Items listed in a dataset
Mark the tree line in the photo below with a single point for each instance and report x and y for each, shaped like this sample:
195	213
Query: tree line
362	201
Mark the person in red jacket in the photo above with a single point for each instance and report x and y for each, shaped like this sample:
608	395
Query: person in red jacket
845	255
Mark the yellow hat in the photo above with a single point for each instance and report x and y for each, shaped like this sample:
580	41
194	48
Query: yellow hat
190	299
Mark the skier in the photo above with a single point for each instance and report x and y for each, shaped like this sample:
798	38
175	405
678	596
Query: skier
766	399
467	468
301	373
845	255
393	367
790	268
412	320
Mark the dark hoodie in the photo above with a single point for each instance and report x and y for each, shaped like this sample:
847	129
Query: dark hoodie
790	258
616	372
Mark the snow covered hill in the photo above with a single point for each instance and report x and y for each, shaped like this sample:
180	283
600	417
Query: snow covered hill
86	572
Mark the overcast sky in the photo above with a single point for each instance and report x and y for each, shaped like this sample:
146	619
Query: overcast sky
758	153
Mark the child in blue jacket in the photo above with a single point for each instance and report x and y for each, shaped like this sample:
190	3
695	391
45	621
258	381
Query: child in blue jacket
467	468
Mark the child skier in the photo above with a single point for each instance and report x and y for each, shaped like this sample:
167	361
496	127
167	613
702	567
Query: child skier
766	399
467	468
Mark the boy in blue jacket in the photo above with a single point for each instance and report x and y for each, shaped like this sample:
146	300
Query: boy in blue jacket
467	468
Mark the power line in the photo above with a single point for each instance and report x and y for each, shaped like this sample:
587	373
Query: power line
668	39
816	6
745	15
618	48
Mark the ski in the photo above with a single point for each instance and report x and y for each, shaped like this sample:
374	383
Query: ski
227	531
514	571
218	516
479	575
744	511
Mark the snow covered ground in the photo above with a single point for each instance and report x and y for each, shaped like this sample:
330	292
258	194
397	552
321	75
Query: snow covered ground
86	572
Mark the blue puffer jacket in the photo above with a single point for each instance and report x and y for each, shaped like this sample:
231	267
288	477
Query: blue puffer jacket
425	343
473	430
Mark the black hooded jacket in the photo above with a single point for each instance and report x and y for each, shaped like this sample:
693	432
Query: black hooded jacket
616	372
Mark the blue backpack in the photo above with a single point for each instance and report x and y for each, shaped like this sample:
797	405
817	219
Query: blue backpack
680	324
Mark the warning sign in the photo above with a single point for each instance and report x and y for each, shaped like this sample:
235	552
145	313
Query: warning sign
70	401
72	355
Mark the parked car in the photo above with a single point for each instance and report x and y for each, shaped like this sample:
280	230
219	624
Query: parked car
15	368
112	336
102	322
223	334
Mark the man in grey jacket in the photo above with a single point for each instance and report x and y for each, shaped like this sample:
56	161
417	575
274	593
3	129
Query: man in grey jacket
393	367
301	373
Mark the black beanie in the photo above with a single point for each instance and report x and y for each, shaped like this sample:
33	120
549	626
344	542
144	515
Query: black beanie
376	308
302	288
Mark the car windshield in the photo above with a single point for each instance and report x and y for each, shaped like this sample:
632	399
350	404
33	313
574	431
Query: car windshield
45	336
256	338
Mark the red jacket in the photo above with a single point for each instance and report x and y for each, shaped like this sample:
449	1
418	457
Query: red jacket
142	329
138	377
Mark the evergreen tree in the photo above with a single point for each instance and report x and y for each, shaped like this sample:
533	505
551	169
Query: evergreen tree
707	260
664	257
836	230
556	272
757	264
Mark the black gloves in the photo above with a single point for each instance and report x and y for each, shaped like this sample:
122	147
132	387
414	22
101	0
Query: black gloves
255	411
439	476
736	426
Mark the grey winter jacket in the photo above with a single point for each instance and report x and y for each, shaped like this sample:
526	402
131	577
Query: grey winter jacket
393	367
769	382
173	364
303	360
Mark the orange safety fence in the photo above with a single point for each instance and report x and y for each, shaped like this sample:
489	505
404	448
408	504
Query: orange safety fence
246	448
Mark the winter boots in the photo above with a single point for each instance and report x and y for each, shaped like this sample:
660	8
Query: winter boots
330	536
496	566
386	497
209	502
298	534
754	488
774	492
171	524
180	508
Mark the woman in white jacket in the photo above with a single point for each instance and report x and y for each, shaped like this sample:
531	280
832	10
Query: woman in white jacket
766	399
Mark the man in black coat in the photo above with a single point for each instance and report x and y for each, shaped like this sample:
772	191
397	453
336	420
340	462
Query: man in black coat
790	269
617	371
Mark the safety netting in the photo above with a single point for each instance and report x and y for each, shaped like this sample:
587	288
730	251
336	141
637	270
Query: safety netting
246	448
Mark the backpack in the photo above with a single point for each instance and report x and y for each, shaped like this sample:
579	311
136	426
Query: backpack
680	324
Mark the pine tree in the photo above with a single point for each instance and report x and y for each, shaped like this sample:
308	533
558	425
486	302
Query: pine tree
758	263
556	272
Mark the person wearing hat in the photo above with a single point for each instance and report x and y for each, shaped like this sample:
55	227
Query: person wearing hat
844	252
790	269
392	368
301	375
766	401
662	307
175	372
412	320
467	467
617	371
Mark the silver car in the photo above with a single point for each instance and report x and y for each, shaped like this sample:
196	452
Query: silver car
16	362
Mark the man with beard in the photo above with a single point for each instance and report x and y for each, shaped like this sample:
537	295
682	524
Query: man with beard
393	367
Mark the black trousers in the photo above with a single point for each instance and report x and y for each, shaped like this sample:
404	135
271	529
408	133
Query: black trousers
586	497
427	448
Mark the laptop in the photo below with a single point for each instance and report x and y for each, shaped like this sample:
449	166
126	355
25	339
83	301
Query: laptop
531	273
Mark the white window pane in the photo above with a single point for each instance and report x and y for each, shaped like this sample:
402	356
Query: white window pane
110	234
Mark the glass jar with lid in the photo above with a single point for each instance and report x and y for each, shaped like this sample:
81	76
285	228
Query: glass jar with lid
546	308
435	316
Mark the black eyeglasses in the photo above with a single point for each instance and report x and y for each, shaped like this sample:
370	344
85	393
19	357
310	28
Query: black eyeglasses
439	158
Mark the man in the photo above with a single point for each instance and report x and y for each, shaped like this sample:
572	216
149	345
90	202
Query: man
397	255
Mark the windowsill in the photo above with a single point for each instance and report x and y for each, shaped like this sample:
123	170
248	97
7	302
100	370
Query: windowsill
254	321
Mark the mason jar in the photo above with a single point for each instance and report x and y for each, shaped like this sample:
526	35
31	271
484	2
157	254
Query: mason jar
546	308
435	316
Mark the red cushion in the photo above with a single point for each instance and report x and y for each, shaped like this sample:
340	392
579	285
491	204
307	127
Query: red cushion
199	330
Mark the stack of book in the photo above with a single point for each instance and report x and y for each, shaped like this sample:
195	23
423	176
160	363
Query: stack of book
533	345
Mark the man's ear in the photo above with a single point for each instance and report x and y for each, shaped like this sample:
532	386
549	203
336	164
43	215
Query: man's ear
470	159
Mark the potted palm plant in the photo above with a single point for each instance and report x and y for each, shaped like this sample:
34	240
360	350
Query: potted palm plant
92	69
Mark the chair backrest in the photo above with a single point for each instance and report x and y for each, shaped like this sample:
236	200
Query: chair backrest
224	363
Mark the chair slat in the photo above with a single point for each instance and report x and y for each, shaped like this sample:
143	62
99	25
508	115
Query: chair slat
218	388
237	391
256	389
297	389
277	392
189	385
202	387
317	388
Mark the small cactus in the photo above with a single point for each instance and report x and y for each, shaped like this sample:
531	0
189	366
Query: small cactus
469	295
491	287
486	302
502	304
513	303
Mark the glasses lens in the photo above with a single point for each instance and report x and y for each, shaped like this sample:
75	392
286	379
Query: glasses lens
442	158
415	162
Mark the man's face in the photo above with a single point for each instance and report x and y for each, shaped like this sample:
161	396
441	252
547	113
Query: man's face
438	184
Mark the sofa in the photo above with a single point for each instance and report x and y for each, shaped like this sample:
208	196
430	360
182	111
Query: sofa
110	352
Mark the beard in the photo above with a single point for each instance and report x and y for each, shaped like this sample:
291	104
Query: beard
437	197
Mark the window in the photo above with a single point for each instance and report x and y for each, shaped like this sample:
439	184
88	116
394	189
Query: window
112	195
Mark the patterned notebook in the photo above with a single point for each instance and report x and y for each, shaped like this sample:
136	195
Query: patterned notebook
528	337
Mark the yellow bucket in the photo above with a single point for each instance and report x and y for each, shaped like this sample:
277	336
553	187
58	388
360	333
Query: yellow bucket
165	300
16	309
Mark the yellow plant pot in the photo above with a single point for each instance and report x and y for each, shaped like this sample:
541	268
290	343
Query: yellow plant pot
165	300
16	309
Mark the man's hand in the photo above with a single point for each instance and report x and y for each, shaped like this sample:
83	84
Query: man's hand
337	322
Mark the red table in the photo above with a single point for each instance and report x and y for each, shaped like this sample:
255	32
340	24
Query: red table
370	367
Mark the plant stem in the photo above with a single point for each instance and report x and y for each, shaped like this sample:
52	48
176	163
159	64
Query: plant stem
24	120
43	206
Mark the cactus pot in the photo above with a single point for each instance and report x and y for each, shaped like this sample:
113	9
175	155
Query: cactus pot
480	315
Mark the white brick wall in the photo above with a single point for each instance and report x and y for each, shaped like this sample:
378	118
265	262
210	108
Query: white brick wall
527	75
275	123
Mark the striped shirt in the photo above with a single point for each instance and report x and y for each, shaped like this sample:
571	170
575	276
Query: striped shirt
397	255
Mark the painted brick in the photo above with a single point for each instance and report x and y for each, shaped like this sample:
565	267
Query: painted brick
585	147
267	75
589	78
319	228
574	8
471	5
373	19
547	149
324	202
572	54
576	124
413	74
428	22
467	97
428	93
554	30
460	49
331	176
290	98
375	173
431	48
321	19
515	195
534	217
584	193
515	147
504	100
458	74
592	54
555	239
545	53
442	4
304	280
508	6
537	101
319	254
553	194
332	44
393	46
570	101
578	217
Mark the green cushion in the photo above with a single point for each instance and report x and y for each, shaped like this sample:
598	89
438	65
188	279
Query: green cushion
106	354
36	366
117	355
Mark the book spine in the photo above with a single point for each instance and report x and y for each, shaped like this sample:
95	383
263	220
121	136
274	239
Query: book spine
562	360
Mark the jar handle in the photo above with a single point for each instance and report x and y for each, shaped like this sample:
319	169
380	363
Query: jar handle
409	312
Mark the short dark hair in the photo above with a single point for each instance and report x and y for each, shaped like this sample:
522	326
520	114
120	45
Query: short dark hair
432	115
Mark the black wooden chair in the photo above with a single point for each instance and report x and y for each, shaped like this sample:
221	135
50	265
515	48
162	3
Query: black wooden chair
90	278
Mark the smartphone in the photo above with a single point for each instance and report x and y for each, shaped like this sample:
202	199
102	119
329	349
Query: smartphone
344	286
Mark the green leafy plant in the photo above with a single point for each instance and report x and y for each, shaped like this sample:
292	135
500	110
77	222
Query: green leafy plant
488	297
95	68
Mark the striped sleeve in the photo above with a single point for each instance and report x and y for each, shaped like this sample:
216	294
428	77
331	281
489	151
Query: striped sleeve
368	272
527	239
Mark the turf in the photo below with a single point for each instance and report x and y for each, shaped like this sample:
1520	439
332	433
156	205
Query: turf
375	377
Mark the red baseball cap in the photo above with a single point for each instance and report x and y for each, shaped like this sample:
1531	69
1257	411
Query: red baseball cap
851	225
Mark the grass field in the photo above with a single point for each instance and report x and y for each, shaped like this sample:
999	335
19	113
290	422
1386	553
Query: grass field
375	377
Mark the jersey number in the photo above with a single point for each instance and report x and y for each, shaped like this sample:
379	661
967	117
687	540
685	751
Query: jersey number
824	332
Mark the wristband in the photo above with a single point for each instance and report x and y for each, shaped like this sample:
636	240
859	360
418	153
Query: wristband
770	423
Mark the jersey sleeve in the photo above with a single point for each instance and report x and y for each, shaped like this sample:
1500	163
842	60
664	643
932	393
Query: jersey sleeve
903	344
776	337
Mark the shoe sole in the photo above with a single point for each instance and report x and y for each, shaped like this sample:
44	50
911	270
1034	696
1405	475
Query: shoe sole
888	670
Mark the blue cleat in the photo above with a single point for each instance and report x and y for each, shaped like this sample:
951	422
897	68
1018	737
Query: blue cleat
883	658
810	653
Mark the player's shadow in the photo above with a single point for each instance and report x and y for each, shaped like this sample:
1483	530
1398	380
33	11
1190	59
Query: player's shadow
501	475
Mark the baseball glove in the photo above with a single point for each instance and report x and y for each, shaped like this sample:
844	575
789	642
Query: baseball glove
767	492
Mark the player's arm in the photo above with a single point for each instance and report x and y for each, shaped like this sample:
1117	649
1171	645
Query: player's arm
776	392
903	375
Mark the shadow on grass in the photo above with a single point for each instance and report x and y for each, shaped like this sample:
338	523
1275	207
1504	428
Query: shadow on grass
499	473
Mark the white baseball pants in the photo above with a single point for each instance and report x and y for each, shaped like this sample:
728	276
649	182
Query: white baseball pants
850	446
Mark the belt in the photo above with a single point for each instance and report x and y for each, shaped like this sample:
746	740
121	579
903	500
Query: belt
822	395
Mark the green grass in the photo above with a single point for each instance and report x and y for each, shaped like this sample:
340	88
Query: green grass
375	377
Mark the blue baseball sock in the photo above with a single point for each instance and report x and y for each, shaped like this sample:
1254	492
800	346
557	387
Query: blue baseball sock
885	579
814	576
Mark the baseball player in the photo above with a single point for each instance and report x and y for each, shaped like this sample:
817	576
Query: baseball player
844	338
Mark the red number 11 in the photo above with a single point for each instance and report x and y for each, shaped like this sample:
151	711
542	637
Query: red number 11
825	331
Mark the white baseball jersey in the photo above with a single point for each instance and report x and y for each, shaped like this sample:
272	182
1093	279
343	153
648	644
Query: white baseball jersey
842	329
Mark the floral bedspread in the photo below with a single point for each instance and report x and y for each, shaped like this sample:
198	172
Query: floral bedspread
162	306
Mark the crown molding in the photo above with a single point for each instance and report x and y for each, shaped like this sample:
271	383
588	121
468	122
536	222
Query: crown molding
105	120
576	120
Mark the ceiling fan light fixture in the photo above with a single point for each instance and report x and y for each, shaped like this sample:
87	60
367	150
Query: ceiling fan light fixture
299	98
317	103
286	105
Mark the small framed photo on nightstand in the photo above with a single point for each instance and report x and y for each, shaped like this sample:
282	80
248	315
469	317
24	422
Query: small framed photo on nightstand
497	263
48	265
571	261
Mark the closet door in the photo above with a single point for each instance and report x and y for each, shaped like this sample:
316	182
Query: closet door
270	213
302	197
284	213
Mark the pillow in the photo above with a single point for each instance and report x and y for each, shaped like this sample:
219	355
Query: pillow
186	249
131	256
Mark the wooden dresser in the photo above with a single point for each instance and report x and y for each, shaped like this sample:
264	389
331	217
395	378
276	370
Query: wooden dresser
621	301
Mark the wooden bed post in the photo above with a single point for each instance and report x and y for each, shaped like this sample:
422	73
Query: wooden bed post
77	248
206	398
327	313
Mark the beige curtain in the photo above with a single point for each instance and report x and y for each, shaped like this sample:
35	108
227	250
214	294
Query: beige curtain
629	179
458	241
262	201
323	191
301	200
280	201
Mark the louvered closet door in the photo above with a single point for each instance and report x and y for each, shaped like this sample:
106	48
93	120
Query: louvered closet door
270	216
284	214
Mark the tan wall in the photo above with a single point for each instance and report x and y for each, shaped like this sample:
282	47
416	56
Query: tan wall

◆ **What the task requires**:
For the data shown above, give the number of lines where the word "below" appears, and nothing else.

◆ **Completed exercise**:
4